__記述問題__
次の資料を、すべての行で「Query」を「Target」に置き換え、ほかは一切変えずに書き直してもらえますか？
===============
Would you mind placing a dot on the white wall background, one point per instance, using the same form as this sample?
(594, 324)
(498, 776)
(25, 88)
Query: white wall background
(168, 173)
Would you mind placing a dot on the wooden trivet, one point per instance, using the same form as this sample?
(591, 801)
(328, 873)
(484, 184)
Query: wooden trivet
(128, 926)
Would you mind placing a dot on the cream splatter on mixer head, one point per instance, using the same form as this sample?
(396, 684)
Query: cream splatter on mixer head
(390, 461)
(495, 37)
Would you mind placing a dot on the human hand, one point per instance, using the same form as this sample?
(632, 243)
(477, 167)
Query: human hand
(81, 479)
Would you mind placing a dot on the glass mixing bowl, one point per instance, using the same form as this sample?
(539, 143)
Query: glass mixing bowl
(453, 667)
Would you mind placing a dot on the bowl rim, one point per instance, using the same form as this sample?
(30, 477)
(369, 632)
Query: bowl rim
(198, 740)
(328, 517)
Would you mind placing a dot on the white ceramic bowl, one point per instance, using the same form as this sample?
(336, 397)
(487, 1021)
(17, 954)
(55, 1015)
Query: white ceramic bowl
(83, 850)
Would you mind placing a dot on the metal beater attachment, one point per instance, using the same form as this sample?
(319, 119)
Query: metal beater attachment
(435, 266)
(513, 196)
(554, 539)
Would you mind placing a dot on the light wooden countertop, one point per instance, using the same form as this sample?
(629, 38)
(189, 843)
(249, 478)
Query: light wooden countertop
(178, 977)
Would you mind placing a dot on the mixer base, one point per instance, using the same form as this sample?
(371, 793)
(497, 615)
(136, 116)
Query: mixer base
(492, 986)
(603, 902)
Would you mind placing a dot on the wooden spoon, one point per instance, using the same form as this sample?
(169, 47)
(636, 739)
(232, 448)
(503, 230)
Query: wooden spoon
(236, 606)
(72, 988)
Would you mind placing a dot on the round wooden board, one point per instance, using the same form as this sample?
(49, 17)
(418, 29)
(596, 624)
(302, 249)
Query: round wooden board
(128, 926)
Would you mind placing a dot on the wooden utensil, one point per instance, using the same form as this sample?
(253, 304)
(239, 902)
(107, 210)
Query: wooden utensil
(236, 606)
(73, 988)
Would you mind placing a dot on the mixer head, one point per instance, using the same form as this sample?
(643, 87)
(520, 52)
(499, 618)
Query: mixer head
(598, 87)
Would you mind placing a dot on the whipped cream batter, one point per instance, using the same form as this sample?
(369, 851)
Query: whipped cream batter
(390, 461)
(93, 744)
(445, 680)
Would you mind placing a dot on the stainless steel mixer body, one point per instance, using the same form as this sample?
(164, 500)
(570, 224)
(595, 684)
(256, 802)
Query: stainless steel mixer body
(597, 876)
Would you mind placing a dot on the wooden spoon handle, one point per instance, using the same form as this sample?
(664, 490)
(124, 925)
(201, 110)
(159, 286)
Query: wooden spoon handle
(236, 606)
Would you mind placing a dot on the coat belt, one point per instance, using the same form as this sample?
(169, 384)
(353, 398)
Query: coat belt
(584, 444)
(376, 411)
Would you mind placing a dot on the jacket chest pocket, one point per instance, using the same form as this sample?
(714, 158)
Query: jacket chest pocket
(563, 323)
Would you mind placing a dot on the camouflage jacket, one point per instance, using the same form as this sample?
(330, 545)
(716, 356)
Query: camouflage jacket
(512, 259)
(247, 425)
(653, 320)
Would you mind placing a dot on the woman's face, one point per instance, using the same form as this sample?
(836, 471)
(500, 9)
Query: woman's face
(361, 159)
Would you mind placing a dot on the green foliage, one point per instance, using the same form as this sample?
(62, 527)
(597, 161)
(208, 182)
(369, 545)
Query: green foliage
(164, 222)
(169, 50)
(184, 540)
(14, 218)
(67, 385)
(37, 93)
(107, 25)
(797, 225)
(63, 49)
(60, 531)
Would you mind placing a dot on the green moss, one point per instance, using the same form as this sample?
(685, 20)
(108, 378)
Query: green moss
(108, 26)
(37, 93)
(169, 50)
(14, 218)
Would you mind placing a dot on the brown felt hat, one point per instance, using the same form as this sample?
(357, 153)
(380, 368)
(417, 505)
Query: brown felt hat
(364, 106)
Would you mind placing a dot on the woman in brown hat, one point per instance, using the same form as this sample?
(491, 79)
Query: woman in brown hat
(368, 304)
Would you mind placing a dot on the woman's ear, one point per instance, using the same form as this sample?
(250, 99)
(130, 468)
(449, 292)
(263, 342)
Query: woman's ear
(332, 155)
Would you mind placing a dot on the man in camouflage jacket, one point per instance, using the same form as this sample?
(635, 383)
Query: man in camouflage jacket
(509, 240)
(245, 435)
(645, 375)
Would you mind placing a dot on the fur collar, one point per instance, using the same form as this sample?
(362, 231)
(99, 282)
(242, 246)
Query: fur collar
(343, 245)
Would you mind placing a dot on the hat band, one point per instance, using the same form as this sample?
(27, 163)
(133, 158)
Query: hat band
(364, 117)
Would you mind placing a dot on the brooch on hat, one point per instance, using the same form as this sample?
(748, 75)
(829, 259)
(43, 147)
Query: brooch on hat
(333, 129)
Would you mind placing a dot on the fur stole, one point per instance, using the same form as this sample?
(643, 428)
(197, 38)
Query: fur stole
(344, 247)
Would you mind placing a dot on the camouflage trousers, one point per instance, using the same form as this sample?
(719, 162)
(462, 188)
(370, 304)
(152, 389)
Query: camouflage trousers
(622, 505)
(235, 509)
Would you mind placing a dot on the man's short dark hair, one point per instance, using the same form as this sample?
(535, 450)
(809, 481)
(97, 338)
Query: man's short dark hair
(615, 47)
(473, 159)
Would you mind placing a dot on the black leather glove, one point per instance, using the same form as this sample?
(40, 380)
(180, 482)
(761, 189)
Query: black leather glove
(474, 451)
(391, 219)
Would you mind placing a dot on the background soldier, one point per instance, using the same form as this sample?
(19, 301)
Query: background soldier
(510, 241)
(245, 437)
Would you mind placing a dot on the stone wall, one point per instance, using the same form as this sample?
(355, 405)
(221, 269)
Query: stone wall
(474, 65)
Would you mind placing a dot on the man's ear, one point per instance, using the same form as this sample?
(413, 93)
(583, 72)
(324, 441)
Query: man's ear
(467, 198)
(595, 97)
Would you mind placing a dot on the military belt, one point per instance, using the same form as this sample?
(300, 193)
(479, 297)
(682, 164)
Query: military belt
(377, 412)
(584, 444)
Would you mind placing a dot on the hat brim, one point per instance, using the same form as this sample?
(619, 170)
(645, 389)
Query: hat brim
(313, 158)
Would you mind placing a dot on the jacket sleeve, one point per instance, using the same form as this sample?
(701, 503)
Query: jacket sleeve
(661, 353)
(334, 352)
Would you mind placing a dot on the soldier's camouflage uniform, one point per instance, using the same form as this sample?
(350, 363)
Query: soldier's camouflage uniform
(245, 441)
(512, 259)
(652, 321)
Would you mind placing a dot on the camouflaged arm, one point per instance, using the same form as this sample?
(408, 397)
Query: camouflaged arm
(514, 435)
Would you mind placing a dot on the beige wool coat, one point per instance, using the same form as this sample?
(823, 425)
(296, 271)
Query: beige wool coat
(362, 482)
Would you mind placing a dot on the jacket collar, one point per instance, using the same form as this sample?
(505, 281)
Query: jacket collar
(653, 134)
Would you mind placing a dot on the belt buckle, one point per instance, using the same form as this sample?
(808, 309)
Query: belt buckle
===============
__課題の解答__
Would you mind placing a dot on the white wall background, one point per instance, using the same form as this sample?
(594, 324)
(498, 776)
(25, 88)
Target: white wall background
(168, 173)
Would you mind placing a dot on the wooden trivet, one point per instance, using the same form as this sample?
(591, 801)
(328, 873)
(484, 184)
Target: wooden trivet
(128, 926)
Would you mind placing a dot on the cream splatter on mixer head, one point per instance, using the same form as this sample?
(396, 684)
Target: cream splatter on mixer head
(390, 461)
(495, 37)
Would you mind placing a dot on the human hand, one point per instance, using the same form as this sample?
(632, 243)
(477, 167)
Target: human hand
(81, 479)
Would you mind placing a dot on the glass mixing bowl, one point per instance, using the same form as this sample?
(539, 143)
Target: glass mixing bowl
(453, 667)
Would you mind placing a dot on the bowl rim, one point per instance, using the same form as this sample?
(30, 477)
(369, 632)
Target: bowl rim
(198, 740)
(328, 517)
Would you mind placing a dot on the white ceramic bowl, one point per instance, using the same form as this sample?
(336, 397)
(487, 1021)
(17, 954)
(55, 1015)
Target: white ceramic bowl
(83, 850)
Would you mind placing a dot on the metal beater attachment, one point per instance, using the same form as this sample?
(319, 119)
Target: metal beater attachment
(435, 266)
(513, 196)
(554, 539)
Would you mind placing a dot on the light wooden countertop, one point per instance, using the same form as this sample?
(629, 38)
(189, 843)
(249, 478)
Target: light wooden countertop
(178, 977)
Would you mind placing a dot on the mixer base, one point per instance, using the same form as this sample?
(371, 793)
(497, 615)
(136, 116)
Target: mixer base
(492, 986)
(603, 902)
Would you mind placing a dot on the wooden spoon, one point per instance, using the same form as this sample?
(169, 47)
(636, 739)
(232, 448)
(503, 230)
Target: wooden spoon
(236, 606)
(72, 988)
Would you mind placing a dot on the round wooden board, one point per instance, using the same form as this sample?
(49, 17)
(418, 29)
(596, 624)
(302, 249)
Target: round wooden board
(128, 926)
Would you mind placing a dot on the wooden utensil, one point per instance, using the same form as this sample?
(253, 304)
(239, 902)
(107, 210)
Target: wooden utensil
(236, 606)
(73, 988)
Would you mind placing a dot on the mixer head, one point per instance, using the same form as this sample?
(643, 87)
(520, 52)
(499, 618)
Target: mixer head
(598, 87)
Would you mind placing a dot on the whipped cream batter, one point per instance, using the same form as this sample?
(369, 851)
Target: whipped cream batter
(390, 461)
(93, 744)
(445, 680)
Would you mind placing a dot on the stainless steel mixer body, one point per instance, using the same form as this sample?
(164, 500)
(570, 224)
(595, 684)
(256, 802)
Target: stainless steel mixer body
(597, 876)
Would you mind placing a dot on the wooden spoon handle, one point per instance, using the same form as this sample?
(664, 490)
(124, 925)
(201, 110)
(159, 286)
Target: wooden spoon handle
(236, 606)
Would you mind placing a dot on the coat belt, one point per instance, using the same form as this sample?
(169, 384)
(353, 398)
Target: coat belt
(584, 444)
(376, 411)
Would you mind placing a dot on the jacket chest pocket, one point per instance, using the same form as this sample?
(714, 158)
Target: jacket chest pocket
(563, 323)
Would you mind placing a dot on the camouflage jacket, one point per instance, using the same form as this sample?
(330, 545)
(716, 356)
Target: camouflage jacket
(512, 259)
(247, 425)
(653, 320)
Would you mind placing a dot on the woman's face, one point per instance, using the same form as this sample?
(836, 471)
(500, 9)
Target: woman's face
(361, 159)
Would you mind placing a dot on the green foliage, one point per instance, using the same form as this sample?
(62, 527)
(597, 161)
(208, 182)
(369, 545)
Target: green foliage
(164, 222)
(169, 50)
(184, 540)
(14, 218)
(67, 385)
(37, 93)
(107, 25)
(797, 225)
(63, 49)
(60, 531)
Would you mind placing a dot on the green moss, one point per instance, using the same form as this sample?
(685, 20)
(108, 378)
Target: green moss
(108, 26)
(37, 93)
(169, 50)
(14, 218)
Would you mind placing a dot on the brown felt hat, one point per instance, using the same form as this sample?
(357, 153)
(380, 368)
(417, 505)
Target: brown felt hat
(364, 106)
Would you mind placing a dot on the woman in brown hat, one point per instance, using the same form as this sample?
(491, 79)
Target: woman in brown hat
(368, 304)
Would you mind placing a dot on the woman's ear, one point per instance, using the same form as this sample?
(250, 99)
(130, 468)
(449, 292)
(263, 342)
Target: woman's ear
(332, 155)
Would you mind placing a dot on the man in camouflage jacket, one point per instance, using the same form as this sample?
(635, 383)
Target: man in camouflage jacket
(509, 240)
(245, 435)
(645, 375)
Would you mind placing a dot on the fur collar, one point per instance, using the same form as this sample?
(362, 231)
(99, 282)
(242, 246)
Target: fur collar
(343, 245)
Would you mind placing a dot on the hat band, one point per instance, using the same form as this sample?
(27, 163)
(133, 158)
Target: hat band
(364, 117)
Would you mind placing a dot on the brooch on hat, one point per instance, using the same form as this sample?
(748, 75)
(829, 259)
(43, 147)
Target: brooch on hat
(333, 129)
Would you mind placing a dot on the fur stole, one point per instance, using the same form as this sample?
(643, 428)
(197, 38)
Target: fur stole
(344, 247)
Would you mind placing a dot on the camouflage trousers, one point per instance, using the same form as this sample?
(719, 162)
(462, 188)
(370, 304)
(152, 389)
Target: camouflage trousers
(622, 505)
(235, 509)
Would you mind placing a dot on the man's short dark hair, one point per instance, using the same form as this sample?
(535, 450)
(809, 481)
(97, 338)
Target: man's short dark hair
(615, 47)
(473, 159)
Would you mind placing a dot on the black leather glove, one point per instance, using the same form as this sample?
(40, 380)
(180, 482)
(761, 189)
Target: black leather glove
(474, 451)
(391, 219)
Would you mind placing a dot on the background soldier, one point per instance, using the same form as this sample?
(19, 301)
Target: background soldier
(510, 241)
(245, 437)
Would you mind placing a dot on the stone wall, one point per instance, using the same form as this sample?
(355, 405)
(221, 269)
Target: stone wall
(474, 65)
Would you mind placing a dot on the man's ear, one point per instance, using the same form as this sample?
(413, 93)
(583, 72)
(324, 441)
Target: man's ear
(467, 198)
(595, 97)
Would you mind placing a dot on the military belt, one point per instance, using the same form as this sample?
(300, 193)
(479, 297)
(682, 164)
Target: military belt
(377, 412)
(584, 444)
Would you mind placing a dot on the hat brim, one point per instance, using the same form as this sample?
(619, 170)
(645, 389)
Target: hat brim
(313, 158)
Would you mind placing a dot on the jacket sleeve, one point per instance, using the same form as this sample?
(701, 503)
Target: jacket sleeve
(661, 353)
(334, 352)
Would you mind placing a dot on the soldier's camouflage uniform, one point per instance, using the same form as this sample?
(350, 363)
Target: soldier's camouflage uniform
(245, 441)
(512, 259)
(652, 321)
Would you mind placing a dot on the camouflaged arm, one point per instance, using the same form as this sample?
(408, 397)
Target: camouflaged arm
(514, 435)
Would you mind placing a dot on the beige wool coat, one point per instance, using the same form as this sample?
(823, 425)
(296, 271)
Target: beige wool coat
(362, 482)
Would you mind placing a dot on the jacket collar, one point per instance, using the same form as this sample?
(505, 281)
Target: jacket collar
(653, 134)
Would you mind placing a dot on the belt buckle, one point per instance, using the same form as this sample?
(808, 309)
Target: belt buckle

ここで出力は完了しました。